La verdad es que esto no puedo dejarlo en el tintero. Fue una experiencia tan divertida como real y no exenta del espíritu investigador de un lego en la materia. Me refiero a mis experimentos en electrónica. Ese fascinante mundo de las partículas, cuyos extraños comportamientos cuando pasan a través de elementos de cierta pureza, parecen ser de otro mundo. Y lo son. Vienen del mundo de los electrones.
Esta historia comienza en la Ciudad de México por los años sesenta, cuando se generalizaba el uso de los transistores que mandaron al museo los circuitos con válvulas al vacío (bulbos), esas misteriosas luces que iluminaban el interior de los viejos receptores de radio y que de niño me hacían imaginar pequeños mundos habitados por seres diminutos iguales a nosotros que eran los que en realidad vivían las aventuras en los programas de acción.
Por ese entonces había empezado a practicar el deporte que durante años ha sido mi favorito: la arquería. Estaban entrando al mercado las flechas de duraluminio que poco a poco fueron sustituyendo a las de madera, pero que tenían un costo mucho más alto. Sucedía que algunas flechas, sobre todo de los novatos, no llegaban a la diana y se enterraban bajo el pasto, desapareciendo de la superficie sin dejar rastro. Para encontrarlas era necesario escarbar y eso dañaba el prado tan bien podado del campo de tiro con arco de la Ciudad Universitaria. Se perdía tiempo y si no se encontraban, también dinero. Decidí entonces construir un detector de metales. Compré un folleto con proyectos de electrónica donde venía uno muy sencillo. Conseguí todos los componentes y lo hice. El aparatito detectaba cualquier metal, por un efecto de impedancia, siempre y cuando el objeto a localizar no estuviera a más de diez centímetros de distancia de la bobina receptora y emitía un pitido. El asunto es que el aparato no tuvo el éxito esperado y decidí desmantelarlo. En mi laboratorio-taller-guarida-estudio, ubicado en la azotea, empecé a desoldar los componentes mientras escuchaba 7-90 Radio Éxitos. Como buen aprendiz, olvidé quitarle la pila al dispositivo. En una de esas, un fuerte pitido se escuchó en la radio. Sorprendido, descubrí que el sonido era causado por el aparatejo en cuestión. Cambié la estación y el pitido desapareció decreciendo como una sirena. Giré la perilla de ajuste y otra vez entró el pitido. ¡Podía interferir cualquier estación de AM! Bueno ¿y? pues que más pronto que ¡ya! se me ocurrió una aplicación práctica.

## Enunciado 1
¿Concuerdan con el relato las afirmaciones (a), (b) y (c)? Responde sí o no a cada una y cita textualmente las palabras del relato que lo deciden. (a) El detector localizaba objetos metálicos a cualquier distancia de la bobina. (b) El taller se encontraba en la azotea. (c) Las flechas de duraluminio costaban menos que las de madera.
## Enunciado 2
Copia del relato todo lo que va desde "La verdad es" hasta "programas de acción.".
## Enunciado 3
Según el relato, ¿qué estación de radio sonaba mientras se desoldaban los componentes?
Los registros no tienen ningún papel aquí.

## Registros mostrados
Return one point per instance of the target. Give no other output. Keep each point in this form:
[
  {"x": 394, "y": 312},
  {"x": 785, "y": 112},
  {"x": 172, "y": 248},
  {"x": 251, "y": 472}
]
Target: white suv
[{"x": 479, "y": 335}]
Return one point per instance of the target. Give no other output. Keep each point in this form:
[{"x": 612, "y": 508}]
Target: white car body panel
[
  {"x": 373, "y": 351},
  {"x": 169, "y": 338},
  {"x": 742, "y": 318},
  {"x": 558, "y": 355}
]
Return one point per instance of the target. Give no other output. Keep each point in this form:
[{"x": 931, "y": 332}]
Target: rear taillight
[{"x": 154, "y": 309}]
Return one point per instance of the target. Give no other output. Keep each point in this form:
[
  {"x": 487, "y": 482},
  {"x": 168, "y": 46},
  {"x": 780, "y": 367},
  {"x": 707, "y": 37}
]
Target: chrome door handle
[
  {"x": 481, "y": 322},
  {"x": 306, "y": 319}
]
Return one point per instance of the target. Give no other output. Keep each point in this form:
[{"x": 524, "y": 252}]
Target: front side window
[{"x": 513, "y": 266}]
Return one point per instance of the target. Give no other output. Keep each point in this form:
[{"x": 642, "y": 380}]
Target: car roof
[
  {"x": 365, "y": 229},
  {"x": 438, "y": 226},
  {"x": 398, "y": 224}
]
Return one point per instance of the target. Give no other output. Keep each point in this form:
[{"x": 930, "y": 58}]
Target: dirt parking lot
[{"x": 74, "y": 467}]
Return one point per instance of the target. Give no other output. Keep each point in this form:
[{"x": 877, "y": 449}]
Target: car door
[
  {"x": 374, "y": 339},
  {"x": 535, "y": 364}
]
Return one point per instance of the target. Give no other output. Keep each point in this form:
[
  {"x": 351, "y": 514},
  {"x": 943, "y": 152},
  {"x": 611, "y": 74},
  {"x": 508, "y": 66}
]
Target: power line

## Solución escrita 1
(a) No: "siempre y cuando el objeto a localizar no estuviera a más de diez centímetros de distancia de la bobina receptora".
(b) Sí: "En mi laboratorio-taller-guarida-estudio, ubicado en la azotea".
(c) No: "pero que tenían un costo mucho más alto".

## Solución escrita 2
La verdad es que esto no puedo dejarlo en el tintero. Fue una experiencia tan divertida como real y no exenta del espíritu investigador de un lego en la materia. Me refiero a mis experimentos en electrónica. Ese fascinante mundo de las partículas, cuyos extraños comportamientos cuando pasan a través de elementos de cierta pureza, parecen ser de otro mundo. Y lo son. Vienen del mundo de los electrones.
Esta historia comienza en la Ciudad de México por los años sesenta, cuando se generalizaba el uso de los transistores que mandaron al museo los circuitos con válvulas al vacío (bulbos), esas misteriosas luces que iluminaban el interior de los viejos receptores de radio y que de niño me hacían imaginar pequeños mundos habitados por seres diminutos iguales a nosotros que eran los que en realidad vivían las aventuras en los programas de acción.

## Solución escrita 3
7-90 Radio Éxitos.